---------- WORKING DATA ----------
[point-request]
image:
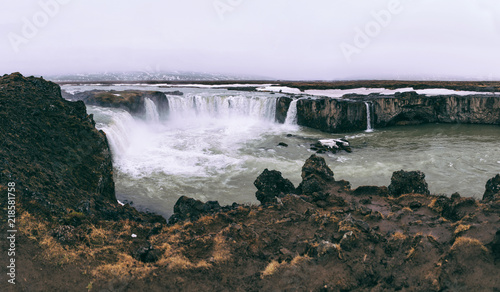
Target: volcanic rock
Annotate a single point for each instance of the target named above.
(190, 209)
(51, 150)
(271, 184)
(406, 182)
(315, 176)
(282, 105)
(130, 100)
(492, 191)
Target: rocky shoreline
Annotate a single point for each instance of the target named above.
(318, 236)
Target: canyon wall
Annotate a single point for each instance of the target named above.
(410, 108)
(332, 115)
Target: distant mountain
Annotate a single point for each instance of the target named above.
(148, 76)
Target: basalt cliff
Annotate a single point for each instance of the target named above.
(318, 236)
(351, 112)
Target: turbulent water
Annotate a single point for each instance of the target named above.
(214, 143)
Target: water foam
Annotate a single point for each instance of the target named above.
(291, 115)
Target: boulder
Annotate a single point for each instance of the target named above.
(190, 209)
(282, 105)
(271, 184)
(492, 191)
(406, 182)
(315, 176)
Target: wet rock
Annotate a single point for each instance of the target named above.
(146, 253)
(331, 115)
(282, 105)
(271, 184)
(190, 209)
(331, 145)
(130, 100)
(65, 234)
(492, 191)
(60, 162)
(406, 182)
(315, 176)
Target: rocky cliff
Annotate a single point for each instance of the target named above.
(332, 115)
(350, 113)
(320, 236)
(417, 109)
(51, 150)
(130, 100)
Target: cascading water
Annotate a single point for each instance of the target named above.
(291, 115)
(151, 111)
(368, 118)
(222, 106)
(212, 145)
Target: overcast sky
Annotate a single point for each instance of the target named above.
(284, 39)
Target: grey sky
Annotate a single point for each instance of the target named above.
(294, 39)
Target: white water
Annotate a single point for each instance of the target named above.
(291, 115)
(368, 118)
(151, 111)
(212, 146)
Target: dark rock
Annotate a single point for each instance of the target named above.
(130, 100)
(65, 234)
(455, 196)
(60, 162)
(282, 105)
(406, 182)
(146, 253)
(331, 115)
(190, 209)
(271, 184)
(415, 205)
(315, 176)
(492, 191)
(176, 92)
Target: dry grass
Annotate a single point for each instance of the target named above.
(461, 228)
(398, 236)
(410, 253)
(467, 242)
(124, 268)
(271, 268)
(31, 226)
(275, 266)
(221, 251)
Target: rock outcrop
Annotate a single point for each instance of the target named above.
(270, 185)
(408, 108)
(492, 189)
(332, 115)
(130, 100)
(407, 182)
(51, 150)
(282, 106)
(190, 209)
(316, 175)
(411, 108)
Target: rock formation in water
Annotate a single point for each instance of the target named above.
(130, 100)
(322, 236)
(408, 108)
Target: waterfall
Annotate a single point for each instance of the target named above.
(368, 117)
(118, 132)
(151, 111)
(222, 106)
(291, 115)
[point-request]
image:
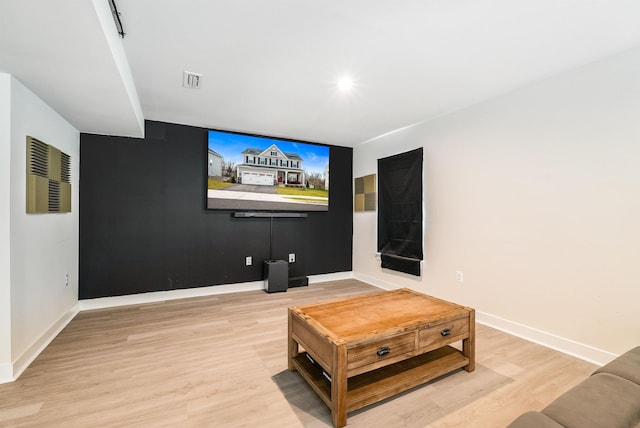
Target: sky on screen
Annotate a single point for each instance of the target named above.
(230, 146)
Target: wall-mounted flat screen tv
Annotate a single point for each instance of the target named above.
(250, 172)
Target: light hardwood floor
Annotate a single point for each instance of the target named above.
(221, 361)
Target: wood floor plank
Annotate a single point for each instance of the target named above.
(222, 361)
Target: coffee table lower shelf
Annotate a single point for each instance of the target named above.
(376, 385)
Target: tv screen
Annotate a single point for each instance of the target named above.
(250, 172)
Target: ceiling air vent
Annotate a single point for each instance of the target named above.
(191, 80)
----------
=== TASK TO COMPLETE ===
Set down, unchanged, only the lines running from the line with "Target: white water" to the last line, including both. Pictures stay out of the copy.

=== ANSWER TO THIS TASK ===
Target: white water
Annotate a single point for each instance of the target named above.
(291, 115)
(368, 118)
(151, 111)
(212, 146)
Target: dark rock
Annotate a single point for each instance of the target named above.
(130, 100)
(65, 234)
(455, 196)
(60, 162)
(282, 105)
(406, 182)
(146, 253)
(331, 115)
(190, 209)
(271, 184)
(415, 205)
(315, 176)
(492, 191)
(176, 92)
Target: dry grass
Annotate a single point for each instance of the target named above.
(461, 228)
(398, 236)
(410, 253)
(467, 242)
(124, 268)
(271, 268)
(31, 226)
(275, 266)
(221, 251)
Target: rock outcrop
Annotate a single point for each instance of the target named above.
(270, 185)
(408, 108)
(492, 189)
(332, 115)
(130, 100)
(407, 182)
(51, 150)
(282, 106)
(190, 209)
(316, 175)
(411, 108)
Target: rock formation in water
Annotate a single point for each instance of the target named above.
(130, 100)
(322, 236)
(408, 108)
Target: waterfall
Annotate a single point for each instance of the target named above.
(368, 117)
(118, 132)
(151, 111)
(222, 106)
(291, 115)
[point-request]
image:
Target: sky on screen
Annotate a single point for each instance of the target named above.
(230, 146)
Target: wall-mounted flat screen tv
Annotate a single point for each instance of the target named above.
(250, 172)
Target: light hardwood floor
Annotate a single point for each instance of the target named above.
(221, 361)
Target: wood floor plank
Annotate a single point for each instance of the target named above.
(222, 361)
Target: coffee table lower shelf
Annotate a single point for each instance of the target named above.
(376, 385)
Target: tv screen
Annotate a single point for each instance of the target named above.
(250, 172)
Target: ceiling air vent
Annotate a single point for each instance of the target named above.
(191, 80)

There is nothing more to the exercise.